SUPPLIED DATA:
+-------+

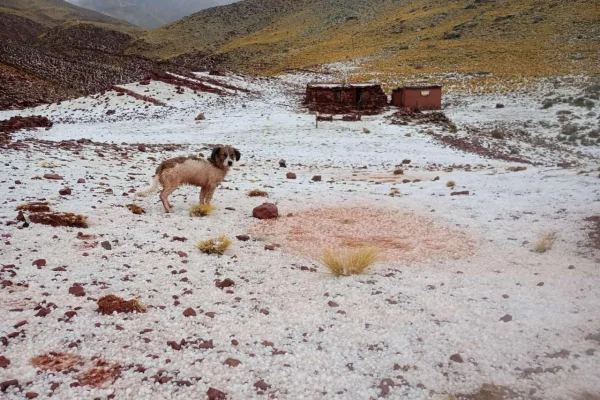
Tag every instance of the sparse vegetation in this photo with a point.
(516, 169)
(544, 242)
(349, 262)
(201, 210)
(134, 208)
(55, 219)
(214, 246)
(258, 193)
(111, 303)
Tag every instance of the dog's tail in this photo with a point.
(150, 189)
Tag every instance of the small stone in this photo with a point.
(77, 291)
(215, 394)
(232, 362)
(266, 211)
(189, 312)
(506, 318)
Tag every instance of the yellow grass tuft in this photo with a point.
(349, 262)
(214, 246)
(201, 210)
(516, 169)
(544, 243)
(258, 193)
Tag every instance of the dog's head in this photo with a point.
(224, 157)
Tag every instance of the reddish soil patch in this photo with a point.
(55, 219)
(54, 361)
(103, 372)
(111, 303)
(399, 236)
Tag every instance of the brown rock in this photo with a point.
(224, 283)
(52, 176)
(215, 394)
(506, 318)
(262, 385)
(232, 362)
(266, 211)
(77, 291)
(189, 312)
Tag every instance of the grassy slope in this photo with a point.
(393, 36)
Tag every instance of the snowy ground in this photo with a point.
(403, 321)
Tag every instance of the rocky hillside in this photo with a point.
(51, 50)
(507, 37)
(149, 13)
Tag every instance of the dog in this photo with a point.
(194, 171)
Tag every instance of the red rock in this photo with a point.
(262, 385)
(506, 318)
(189, 312)
(266, 211)
(232, 362)
(215, 394)
(225, 283)
(77, 291)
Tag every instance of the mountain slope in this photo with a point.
(149, 13)
(506, 37)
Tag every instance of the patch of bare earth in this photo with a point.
(399, 236)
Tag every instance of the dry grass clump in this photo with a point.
(111, 303)
(59, 219)
(214, 246)
(349, 262)
(258, 193)
(516, 169)
(544, 243)
(201, 210)
(38, 206)
(134, 208)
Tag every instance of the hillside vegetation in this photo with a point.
(503, 37)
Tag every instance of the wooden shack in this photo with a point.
(418, 97)
(343, 98)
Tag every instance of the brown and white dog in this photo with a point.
(194, 171)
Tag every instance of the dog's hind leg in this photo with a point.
(164, 197)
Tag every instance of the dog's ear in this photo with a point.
(215, 153)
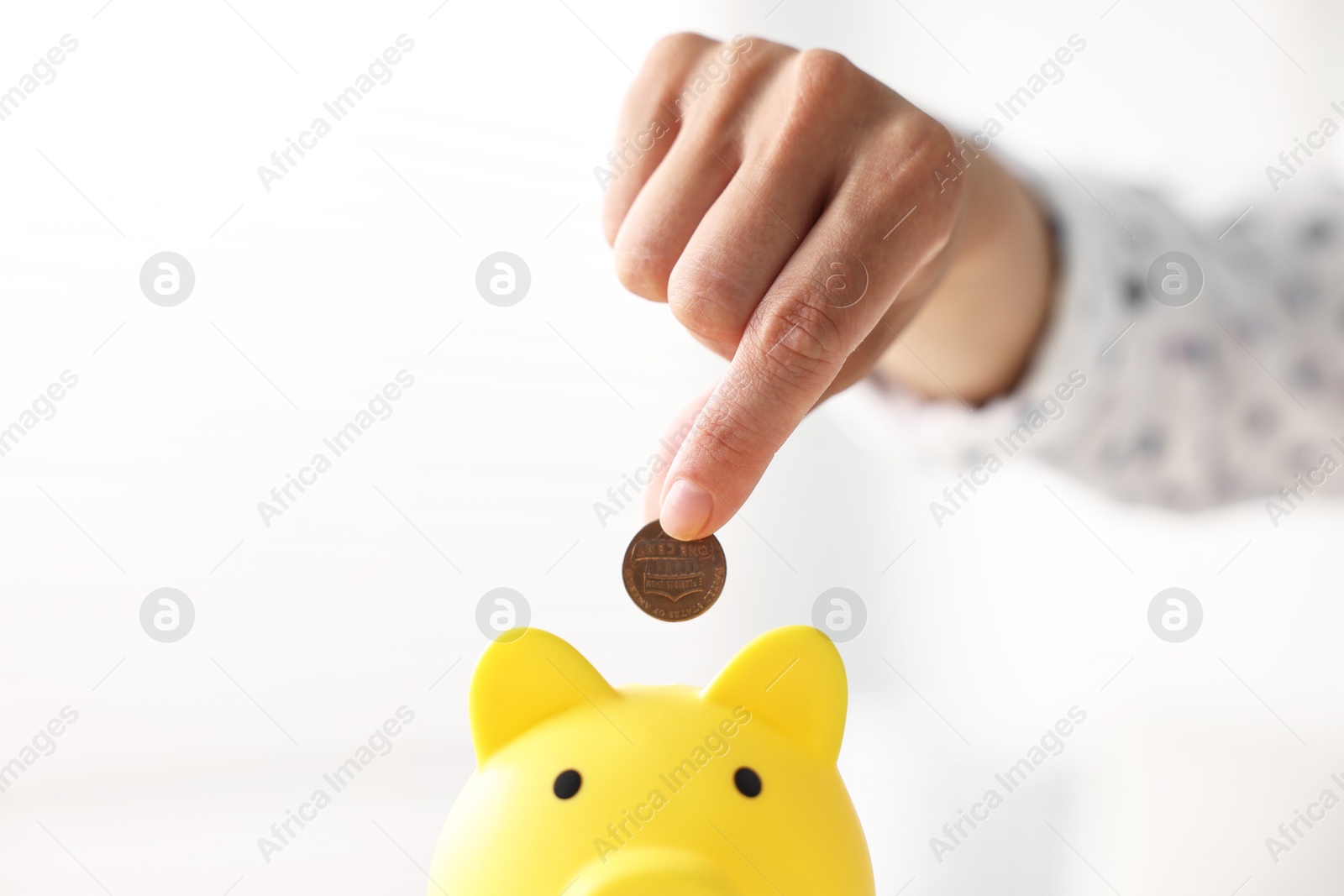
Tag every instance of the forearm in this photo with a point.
(985, 313)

+-------+

REQUIRED ACTION: Using the material above, return every line exactly as it appears, minus the pictures.

RESPONSE TO THIS EXERCISE:
Tag every instance of the sparse vegetation in this photo with a point.
(516, 169)
(544, 242)
(349, 262)
(201, 210)
(134, 208)
(55, 219)
(214, 246)
(258, 193)
(111, 303)
Tag every instance of the dog's tail in this photo with a point.
(150, 189)
Tag every instance of the small stone in this photo with a point.
(77, 291)
(215, 394)
(232, 362)
(266, 211)
(189, 312)
(506, 318)
Tag every instance of the yellow grass tuft in this photo with a point.
(349, 262)
(214, 246)
(201, 210)
(516, 169)
(544, 243)
(258, 193)
Tag every instance of the dog's head in this photo with a point.
(224, 157)
Tag every instance of the reddish soil patch in this photo with a point.
(55, 219)
(54, 361)
(103, 372)
(111, 303)
(399, 236)
Tag every instance of the brown rock in this photo with a point.
(224, 283)
(52, 176)
(215, 394)
(506, 318)
(262, 385)
(232, 362)
(266, 211)
(77, 291)
(189, 312)
Tag every instance of the grassy slope in this photo with a point.
(393, 36)
Tag every instance of the snowy ground in this photo with a point.
(403, 321)
Tag every instance of the rocky hillside in this photo with a point.
(51, 50)
(507, 37)
(149, 13)
Tag every instance of the dog in this photo with a point.
(194, 171)
Tag every instance of the red rock in this photo with a point.
(262, 385)
(506, 318)
(189, 312)
(266, 211)
(232, 362)
(215, 394)
(225, 283)
(77, 291)
Tag every instance of the mountain slope in this photo with a point.
(149, 13)
(506, 37)
Tag every instance of the patch of bare earth in this photo with a point.
(399, 236)
Tag every instance of the dry grass clump in this photo with a point.
(111, 303)
(59, 219)
(214, 246)
(349, 262)
(258, 193)
(516, 169)
(544, 243)
(201, 210)
(38, 206)
(134, 208)
Tag every instance of the hillside vegetation in this photo with a point.
(503, 37)
Tag every instance of the wooden shack in this photo with a point.
(418, 97)
(343, 98)
Tag every instance of the brown and white dog in this photo with a point.
(194, 171)
Tag every instance of the dog's hind leg in this photo with a point.
(164, 197)
Tag every instance of the dog's ear in this photo with a point.
(215, 153)
Tag every instance of the forearm in this photo with a point.
(985, 313)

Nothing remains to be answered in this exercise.